EXERCISE AIM>
Please write the listing below out again exactly, leaving every picture behind.

GIVEN INFORMATION>
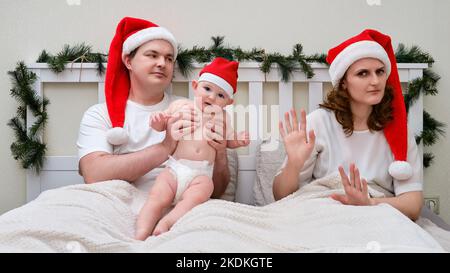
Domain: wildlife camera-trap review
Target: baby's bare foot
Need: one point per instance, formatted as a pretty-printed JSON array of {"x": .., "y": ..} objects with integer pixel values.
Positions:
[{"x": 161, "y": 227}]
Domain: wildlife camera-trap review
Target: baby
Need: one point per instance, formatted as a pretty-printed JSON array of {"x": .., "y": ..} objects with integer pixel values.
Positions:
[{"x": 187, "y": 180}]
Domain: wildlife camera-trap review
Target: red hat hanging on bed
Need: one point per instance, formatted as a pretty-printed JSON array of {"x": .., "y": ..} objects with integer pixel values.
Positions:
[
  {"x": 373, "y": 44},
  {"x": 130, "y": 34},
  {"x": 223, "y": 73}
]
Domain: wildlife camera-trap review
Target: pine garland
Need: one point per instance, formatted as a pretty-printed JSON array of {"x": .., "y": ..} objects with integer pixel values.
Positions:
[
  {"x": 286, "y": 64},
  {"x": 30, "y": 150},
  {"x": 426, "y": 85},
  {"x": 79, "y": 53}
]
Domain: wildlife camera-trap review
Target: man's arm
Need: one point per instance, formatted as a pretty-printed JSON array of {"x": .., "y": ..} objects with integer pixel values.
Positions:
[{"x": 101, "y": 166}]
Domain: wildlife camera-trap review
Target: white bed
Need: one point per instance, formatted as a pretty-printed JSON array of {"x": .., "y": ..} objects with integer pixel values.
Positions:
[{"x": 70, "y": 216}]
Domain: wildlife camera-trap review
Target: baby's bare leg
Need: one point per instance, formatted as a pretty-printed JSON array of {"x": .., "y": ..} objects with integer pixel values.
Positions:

SOLUTION FOR THIS EXERCISE>
Domain: wildlife camera-trap review
Target: baby's bare foot
Need: one point per instance, formatted as a pretty-printed JSON array of {"x": .., "y": ..} objects with integer pixel values.
Positions:
[{"x": 161, "y": 227}]
Domain: wildlife camera-trap review
Target: baby
Need: one point per instance, formatted as a pretty-printed JSON array of {"x": .., "y": ..} objects with integer pixel values.
Positions:
[{"x": 187, "y": 180}]
Domain: wildlife camera-trap review
Target: red hat hanging on bed
Need: one point per instance, formatted as a pretty-printed JSON array of {"x": .., "y": ..} objects with integer pixel values.
Positions:
[
  {"x": 373, "y": 44},
  {"x": 130, "y": 34},
  {"x": 223, "y": 73}
]
Domain: wildlife camera-trap review
Target: pine garland
Need: one point per instance, formatted as a pretty-printed JSON array of {"x": .., "y": ..} objects with integer pixel values.
Positions:
[
  {"x": 286, "y": 64},
  {"x": 30, "y": 150},
  {"x": 426, "y": 85},
  {"x": 79, "y": 53}
]
Domain: wildlife camera-trap review
Target: man's arm
Need: one point per instance, formatted as a pretty-printed JSON array of {"x": .., "y": ..} objects with integer pixel values.
Positions:
[{"x": 101, "y": 166}]
Domain: wildlife camera-trap review
Target: white bed
Need: one point per instance, formatted as a pretty-printed JSON array of {"x": .., "y": ..} objects with integer pixel values.
Positions:
[{"x": 70, "y": 216}]
Domain: wildlife camera-trap review
Target: baby's bare leg
Need: one point per instance, formatted as a pretty-printed JSON array of {"x": .., "y": ..} objects with integer pixel values.
Positions:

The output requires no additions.